▸ HOW TO COMPLETE THIS TASK
Quote the BERT notebook excerpt below in full, word for word.

▸ SELECTED PASSAGE
Some weights of BertForSequenceClassification were not initialized from the model checkpoint at bert-base-uncased and are newly initialized: ['classifier.weight', 'classifier.bias']
You should probably TRAIN this model on a down-stream task to be able to use it for predictions and inference.


In [24]:
# Tokenize Input for Classification

text = "This course is very helpful"

inputs = tokenizer(
    text,
    return_tensors="pt",
    padding=True,
    truncation=True
)

print(inputs)

{'input_ids': tensor([[  101,  2023,  2607,  2003,  2200, 14044,   102]]), 'token_type_ids': tensor([[0, 0, 0, 0, 0, 0, 0]]), 'attention_mask': tensor([[1, 1, 1, 1, 1, 1, 1]])}


In [23]:
# Get Prediction (No Training)

with torch.no_grad():
    outputs = model(**inputs)

logits = outputs.logits
prediction = torch.argmax(logits, dim=1)

print(prediction)

tensor([0])


This is **inference only**.

# Question Answering with BERT

1. **Load a pretrained BERT QA model**

   * `deepset/bert-base-uncased-squad2` is already fine-tuned on a QA dataset (SQuAD2).
   * This means it **can find answers in a context paragraph** without further training.

2. **Take user input**

   * The user provides a **context paragraph** and a **question**.

3. **Prepare input for BERT**

   * The question and context are tokenized together.
   * Special tokens `[CLS]` (start) and `[SEP]` (separator) are added.

▸ SUPPLIED INFORMATION
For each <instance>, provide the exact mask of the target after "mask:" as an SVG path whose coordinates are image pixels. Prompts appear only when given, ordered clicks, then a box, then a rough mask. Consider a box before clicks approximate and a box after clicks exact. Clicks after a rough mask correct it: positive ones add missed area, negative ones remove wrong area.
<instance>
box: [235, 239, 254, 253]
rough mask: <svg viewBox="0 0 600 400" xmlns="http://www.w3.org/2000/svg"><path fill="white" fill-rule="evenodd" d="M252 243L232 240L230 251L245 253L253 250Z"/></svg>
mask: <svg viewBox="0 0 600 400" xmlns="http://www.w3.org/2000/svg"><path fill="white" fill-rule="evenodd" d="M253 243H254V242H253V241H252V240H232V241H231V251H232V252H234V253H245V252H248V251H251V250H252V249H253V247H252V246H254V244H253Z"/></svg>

▸ EXPECTED ANSWER
Some weights of BertForSequenceClassification were not initialized from the model checkpoint at bert-base-uncased and are newly initialized: ['classifier.weight', 'classifier.bias']
You should probably TRAIN this model on a down-stream task to be able to use it for predictions and inference.


In [24]:
# Tokenize Input for Classification

text = "This course is very helpful"

inputs = tokenizer(
    text,
    return_tensors="pt",
    padding=True,
    truncation=True
)

print(inputs)

{'input_ids': tensor([[  101,  2023,  2607,  2003,  2200, 14044,   102]]), 'token_type_ids': tensor([[0, 0, 0, 0, 0, 0, 0]]), 'attention_mask': tensor([[1, 1, 1, 1, 1, 1, 1]])}


In [23]:
# Get Prediction (No Training)

with torch.no_grad():
    outputs = model(**inputs)

logits = outputs.logits
prediction = torch.argmax(logits, dim=1)

print(prediction)

tensor([0])


This is **inference only**.

# Question Answering with BERT

1. **Load a pretrained BERT QA model**

   * `deepset/bert-base-uncased-squad2` is already fine-tuned on a QA dataset (SQuAD2).
   * This means it **can find answers in a context paragraph** without further training.

2. **Take user input**

   * The user provides a **context paragraph** and a **question**.

3. **Prepare input for BERT**

   * The question and context are tokenized together.
   * Special tokens `[CLS]` (start) and `[SEP]` (separator) are added.